● Instructions to follow
Begin at the line that contains "Could you point at the gray blanket" and repeat every line from there to the end of the records below, inclusive, without adding any other line.

● Object point labels
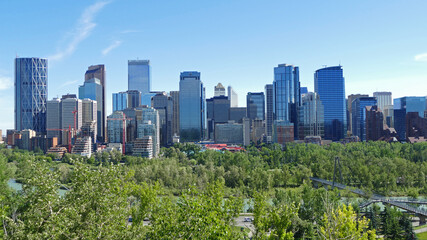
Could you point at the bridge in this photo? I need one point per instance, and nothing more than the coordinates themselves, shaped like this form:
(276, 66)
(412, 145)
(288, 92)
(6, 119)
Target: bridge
(402, 204)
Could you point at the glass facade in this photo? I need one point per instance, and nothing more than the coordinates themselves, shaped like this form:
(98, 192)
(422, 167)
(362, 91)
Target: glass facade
(30, 94)
(192, 114)
(255, 104)
(404, 105)
(329, 84)
(286, 94)
(139, 75)
(92, 89)
(358, 114)
(120, 101)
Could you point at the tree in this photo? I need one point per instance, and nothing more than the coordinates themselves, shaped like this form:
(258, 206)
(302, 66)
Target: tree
(342, 223)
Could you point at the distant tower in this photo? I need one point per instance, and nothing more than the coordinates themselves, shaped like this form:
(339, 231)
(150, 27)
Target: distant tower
(30, 94)
(139, 76)
(219, 90)
(329, 84)
(192, 114)
(232, 96)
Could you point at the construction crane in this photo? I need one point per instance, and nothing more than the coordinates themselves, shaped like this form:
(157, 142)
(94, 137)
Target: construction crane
(124, 128)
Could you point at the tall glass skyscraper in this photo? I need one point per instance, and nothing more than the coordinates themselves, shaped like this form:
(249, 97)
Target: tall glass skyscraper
(329, 84)
(192, 114)
(287, 95)
(139, 76)
(92, 89)
(358, 107)
(404, 105)
(30, 94)
(98, 71)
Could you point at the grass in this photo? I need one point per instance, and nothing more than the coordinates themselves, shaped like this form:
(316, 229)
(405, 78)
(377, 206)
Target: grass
(422, 236)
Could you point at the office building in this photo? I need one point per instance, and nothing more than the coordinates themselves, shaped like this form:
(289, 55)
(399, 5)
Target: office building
(98, 72)
(139, 76)
(359, 115)
(255, 104)
(83, 147)
(286, 95)
(374, 123)
(329, 84)
(192, 114)
(30, 94)
(232, 96)
(405, 105)
(269, 113)
(311, 121)
(350, 100)
(115, 127)
(92, 89)
(143, 147)
(217, 109)
(120, 101)
(53, 119)
(175, 112)
(229, 133)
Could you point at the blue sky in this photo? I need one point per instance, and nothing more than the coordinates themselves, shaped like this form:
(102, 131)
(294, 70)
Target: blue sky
(382, 45)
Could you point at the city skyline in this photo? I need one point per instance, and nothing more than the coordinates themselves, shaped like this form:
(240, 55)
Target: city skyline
(385, 57)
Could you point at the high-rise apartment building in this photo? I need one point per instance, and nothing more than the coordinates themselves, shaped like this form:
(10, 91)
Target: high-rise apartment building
(359, 115)
(350, 100)
(92, 89)
(192, 114)
(255, 105)
(269, 116)
(139, 76)
(175, 112)
(311, 116)
(30, 94)
(232, 96)
(405, 105)
(329, 84)
(98, 71)
(287, 95)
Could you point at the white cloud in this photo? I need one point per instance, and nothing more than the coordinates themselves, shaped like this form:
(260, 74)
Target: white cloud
(83, 29)
(5, 83)
(421, 57)
(111, 47)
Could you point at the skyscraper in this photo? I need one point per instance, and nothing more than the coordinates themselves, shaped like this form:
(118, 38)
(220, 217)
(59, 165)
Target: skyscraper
(98, 71)
(232, 96)
(311, 116)
(92, 89)
(359, 115)
(192, 112)
(287, 95)
(255, 105)
(139, 76)
(329, 84)
(403, 106)
(30, 94)
(219, 90)
(269, 116)
(350, 100)
(175, 112)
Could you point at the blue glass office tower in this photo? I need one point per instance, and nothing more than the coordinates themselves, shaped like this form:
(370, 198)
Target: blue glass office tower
(93, 90)
(139, 76)
(286, 95)
(329, 84)
(404, 105)
(120, 101)
(255, 105)
(358, 108)
(30, 94)
(192, 114)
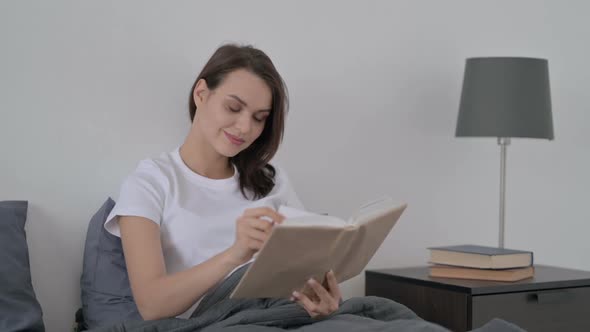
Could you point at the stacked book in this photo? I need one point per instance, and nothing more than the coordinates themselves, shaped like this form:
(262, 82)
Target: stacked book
(481, 263)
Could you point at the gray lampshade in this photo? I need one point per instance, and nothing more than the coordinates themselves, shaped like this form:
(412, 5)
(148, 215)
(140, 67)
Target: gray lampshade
(505, 97)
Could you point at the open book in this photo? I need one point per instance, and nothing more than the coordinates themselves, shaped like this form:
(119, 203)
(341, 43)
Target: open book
(310, 245)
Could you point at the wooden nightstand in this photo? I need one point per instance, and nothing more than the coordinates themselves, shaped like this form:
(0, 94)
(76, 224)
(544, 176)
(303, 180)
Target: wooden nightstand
(556, 299)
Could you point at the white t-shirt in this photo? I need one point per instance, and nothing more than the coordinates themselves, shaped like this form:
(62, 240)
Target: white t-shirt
(196, 214)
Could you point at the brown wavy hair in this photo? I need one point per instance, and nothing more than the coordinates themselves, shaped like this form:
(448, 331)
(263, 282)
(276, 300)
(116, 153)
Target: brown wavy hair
(257, 176)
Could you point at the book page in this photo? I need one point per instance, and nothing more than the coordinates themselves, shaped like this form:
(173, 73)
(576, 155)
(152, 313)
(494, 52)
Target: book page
(371, 208)
(296, 217)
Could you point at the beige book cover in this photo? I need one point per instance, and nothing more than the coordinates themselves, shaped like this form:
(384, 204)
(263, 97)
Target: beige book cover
(309, 246)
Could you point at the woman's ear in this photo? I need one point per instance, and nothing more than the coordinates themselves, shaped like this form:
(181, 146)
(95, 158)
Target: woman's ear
(201, 92)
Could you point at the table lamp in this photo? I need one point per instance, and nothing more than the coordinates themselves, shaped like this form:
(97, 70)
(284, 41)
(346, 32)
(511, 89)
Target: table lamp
(505, 97)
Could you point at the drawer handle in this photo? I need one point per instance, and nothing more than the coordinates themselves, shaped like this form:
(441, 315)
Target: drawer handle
(550, 297)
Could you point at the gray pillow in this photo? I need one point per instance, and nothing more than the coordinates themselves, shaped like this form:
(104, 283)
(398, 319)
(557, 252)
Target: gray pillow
(19, 309)
(106, 293)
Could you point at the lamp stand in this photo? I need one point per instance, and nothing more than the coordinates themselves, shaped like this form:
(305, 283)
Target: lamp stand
(503, 142)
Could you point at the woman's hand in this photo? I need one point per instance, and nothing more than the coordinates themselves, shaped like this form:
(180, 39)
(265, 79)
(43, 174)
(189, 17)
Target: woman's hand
(322, 301)
(252, 232)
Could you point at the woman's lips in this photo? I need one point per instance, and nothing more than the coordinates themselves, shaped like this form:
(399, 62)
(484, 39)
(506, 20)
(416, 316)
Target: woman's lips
(233, 139)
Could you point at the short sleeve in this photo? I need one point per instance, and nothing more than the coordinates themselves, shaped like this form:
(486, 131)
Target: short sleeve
(142, 194)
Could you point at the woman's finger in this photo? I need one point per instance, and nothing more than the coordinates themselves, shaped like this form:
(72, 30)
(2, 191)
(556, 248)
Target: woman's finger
(322, 293)
(333, 285)
(259, 224)
(256, 235)
(308, 305)
(264, 212)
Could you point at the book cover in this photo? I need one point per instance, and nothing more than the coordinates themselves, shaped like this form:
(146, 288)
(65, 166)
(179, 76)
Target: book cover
(310, 246)
(507, 275)
(483, 257)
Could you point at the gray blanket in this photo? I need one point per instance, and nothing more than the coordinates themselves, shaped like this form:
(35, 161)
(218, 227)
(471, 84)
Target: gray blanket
(219, 313)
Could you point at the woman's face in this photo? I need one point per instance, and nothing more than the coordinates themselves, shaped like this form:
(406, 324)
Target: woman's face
(232, 116)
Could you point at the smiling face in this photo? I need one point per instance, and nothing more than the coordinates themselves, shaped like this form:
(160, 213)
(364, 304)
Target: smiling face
(232, 116)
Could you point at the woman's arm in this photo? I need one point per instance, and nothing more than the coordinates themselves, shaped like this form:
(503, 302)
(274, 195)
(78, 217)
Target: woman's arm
(159, 295)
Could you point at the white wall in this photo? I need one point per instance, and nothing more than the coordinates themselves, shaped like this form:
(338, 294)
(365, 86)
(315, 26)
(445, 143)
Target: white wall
(90, 88)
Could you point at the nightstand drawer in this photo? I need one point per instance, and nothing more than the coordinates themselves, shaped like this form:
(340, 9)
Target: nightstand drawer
(566, 309)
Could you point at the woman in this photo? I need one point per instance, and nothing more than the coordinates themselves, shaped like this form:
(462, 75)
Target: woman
(190, 217)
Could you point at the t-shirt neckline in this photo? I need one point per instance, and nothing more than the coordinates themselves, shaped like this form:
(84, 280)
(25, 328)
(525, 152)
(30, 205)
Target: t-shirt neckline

● Exercise solution
Could you point at the gray blanket in this photo? I need one point per instance, and nothing more than the coordinates themselves, shaped like this form:
(35, 161)
(218, 227)
(471, 84)
Target: gray blanket
(219, 313)
Could you point at the woman's face in this photo? I need one point per instance, and nothing more than the coordinates themselves, shaped like this form:
(406, 324)
Target: woman's face
(232, 116)
Could you point at the smiling face in this photo? I need one point per instance, and nothing more than the coordinates themselves, shaped like this form:
(160, 213)
(364, 304)
Target: smiling face
(232, 116)
Could you point at the woman's arm in this photo? I need one point per instance, and nothing more than the coordinates themselves, shaped like this form:
(503, 302)
(274, 195)
(78, 217)
Target: woman's arm
(159, 295)
Could you point at the white wall in this photo? I need one point per instance, and nothing more than the coordinates themselves, shaped like this form:
(338, 294)
(365, 86)
(315, 26)
(445, 143)
Target: white wall
(90, 88)
Could you point at the nightstand drawer in this photo? I need one point per instance, and nothing more than the coordinates themselves, shaped like this form:
(340, 9)
Target: nightstand drawer
(566, 309)
Could you point at the woman in this photo? I need one point per instance, and nothing more than the coordinates themselves, shaped like this form:
(462, 75)
Target: woman
(190, 217)
Could you point at the t-shirt neckline in this photo? I need one point per instance, and nothing more than the coordinates themselves, shaped like this form:
(84, 280)
(25, 328)
(525, 152)
(30, 205)
Target: t-shirt neckline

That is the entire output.